Data entries
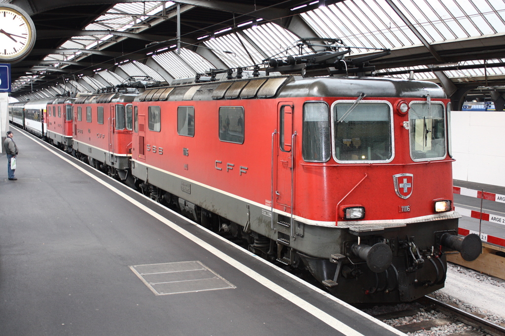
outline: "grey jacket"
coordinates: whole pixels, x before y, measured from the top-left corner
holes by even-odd
[[[12,155],[18,155],[18,146],[16,145],[14,140],[9,137],[4,141],[4,149],[5,150],[6,154],[10,154]]]

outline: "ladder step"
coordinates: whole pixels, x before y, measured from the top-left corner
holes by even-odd
[[[339,260],[341,260],[342,259],[345,259],[345,256],[343,254],[335,253],[335,254],[331,255],[331,257],[330,258],[330,261],[334,264],[338,264]]]
[[[323,280],[323,285],[326,286],[327,287],[329,287],[330,288],[332,288],[338,285],[336,282],[333,280]]]
[[[286,227],[286,228],[289,228],[291,226],[291,224],[289,222],[284,221],[283,220],[279,220],[277,221],[277,224],[279,225],[282,225],[283,227]]]
[[[279,258],[277,259],[277,261],[284,265],[289,265],[291,263],[291,260],[288,258],[286,258],[285,257],[282,258]]]
[[[287,239],[285,239],[284,238],[277,238],[277,242],[280,243],[281,244],[282,244],[285,245],[289,245],[289,241]]]

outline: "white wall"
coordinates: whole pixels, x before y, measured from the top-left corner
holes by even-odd
[[[453,111],[452,178],[505,187],[505,112]]]

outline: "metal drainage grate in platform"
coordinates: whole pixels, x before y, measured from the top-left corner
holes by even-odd
[[[130,268],[156,295],[235,288],[199,261],[137,265]]]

[Set exercise] Revise the items above so that each "whole pixels" becomes "integer pixels" and nothing else changes, and omit the pictures from your answer.

[The answer]
outline: "grey jacket"
coordinates: integer pixels, x before y, measured from the top-left corner
holes by even-odd
[[[12,155],[18,155],[18,146],[16,145],[14,140],[9,137],[4,141],[4,149],[5,150],[6,154],[10,154]]]

outline: "ladder step"
coordinates: integer pixels, x before y, measured from the top-left corner
holes by even-odd
[[[339,260],[341,260],[342,259],[345,259],[345,256],[343,254],[335,253],[335,254],[331,255],[331,257],[330,258],[330,261],[334,264],[338,264]]]
[[[323,280],[323,285],[326,286],[327,287],[329,287],[330,288],[332,288],[338,285],[336,282],[333,280]]]
[[[286,227],[286,228],[289,228],[291,226],[291,224],[289,222],[284,221],[283,220],[279,220],[277,221],[277,224],[279,225],[282,225],[283,227]]]
[[[279,258],[277,259],[277,261],[284,265],[289,265],[291,263],[291,260],[288,258],[286,258],[285,257],[282,258]]]
[[[287,239],[285,239],[284,238],[277,238],[277,242],[280,243],[281,244],[282,244],[285,245],[289,245],[289,241]]]

outline: "white wall"
coordinates: integer pixels, x before y, measured from the top-left corner
holes by even-odd
[[[453,111],[452,178],[505,187],[505,112]]]

outline: "metal drainage grate in platform"
coordinates: integer pixels, x before y, measured from the top-left corner
holes by even-odd
[[[130,268],[156,295],[235,288],[199,261],[137,265]]]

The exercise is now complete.